> _Selected passage_
Part 2.
PUBLIC UTILITY COMMISSION OF TEXAS
Chapter 25.
SUBSTANTIVE RULES APPLICABLE TO ELECTRIC SERVICE PROVIDERS
Subchapter J. COSTS, RATES AND TARIFFS
1.
RETAIL RATES
16 TAC §25.236
The Public Utility Commission of Texas (commission) proposes
an amendment to §25.236, relating to Recovery of Fuel Costs. The proposed
amendment deletes §25.236(a)(4) which prohibits an electric utility from
recovering demand or capacity costs as fuel costs and adds §25.236(a)(8)
which permits a utility to request costs for capacity or demand charges related
to purchased power as eligible fuel costs under certain conditions. The proposed
amendment also revises §25.236(d)(2) to reflect changes to Public Utility
Regulatory Act (PURA) §36.058(c)(2) pertaining to affiliate transactions
and deletes §25.236(g) relating to final fuel reconciliations as well
as some other non-substantive changes. Project Number 29630 is assigned to
this proceeding.
Rosa Rohr, Staff Attorney with the Legal Division, has determined that
for each year of the first five-year period the proposed amendment is in effect
there will be no fiscal implications for state or local government as a result
of enforcing or administering the amended section.

> _Problems to solve_
1. Check each statement below against the fuel-cost rule notice. For each, answer yes or no and quote the words from the notice that settle it.
(a) The amendment would let a utility request capacity or demand charges for purchased power as eligible fuel costs under certain conditions.
(b) The amendment keeps §25.236(g) on final fuel reconciliations in place.
(c) Rosa Rohr found fiscal implications for local government during the first five years the amendment is in effect.
2. Pick up the fuel-cost rule notice after its last sentence and carry it forward.

> _Material provided_
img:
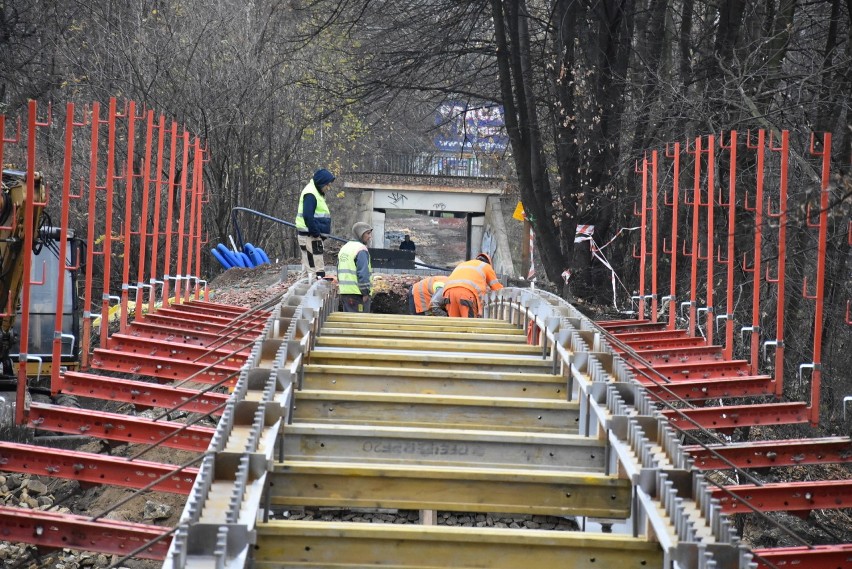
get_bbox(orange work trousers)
[444,286,480,318]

> _Outputs_
1.
(a) Yes: "permits a utility to request costs for capacity or demand charges related to purchased power as eligible fuel costs under certain conditions"
(b) No: "deletes §25.236(g) relating to final fuel reconciliations"
(c) No: "there will be no fiscal implications for state or local government"

2.
Ms. Rohr has determined that for each year of the first five years the
proposed amendment is in effect the public benefit anticipated as a result
of enforcing the amended section will be to clarify how electric utilities
may recover reasonable purchased power costs and reduce the uncertainty associated
with the recovery of such costs. There will be no adverse economic effect
on small businesses or micro-businesses as a result of enforcing the amended
section. There is no anticipated economic cost to persons who are required
to comply with the amendment as proposed.
Ms. Rohr has also determined that for each year of the first five years
the proposed amendment is in effect there should be no effect on a local economy,
and therefore no local employment impact statement is required under Administrative
Procedure Act (APA), Texas Government Code §2001.022.
The commission staff will conduct a public hearing on this rulemaking,
if requested pursuant to the Administrative Procedure Act, Texas Government
Code §2001.029, at the commission's offices located in the William B.
Travis Building, 1701 North Congress Avenue, Austin, Texas 78701 on Tuesday,
April 18, 2006. The request for a public hearing must be received within 24
days after publication of the proposed amendment.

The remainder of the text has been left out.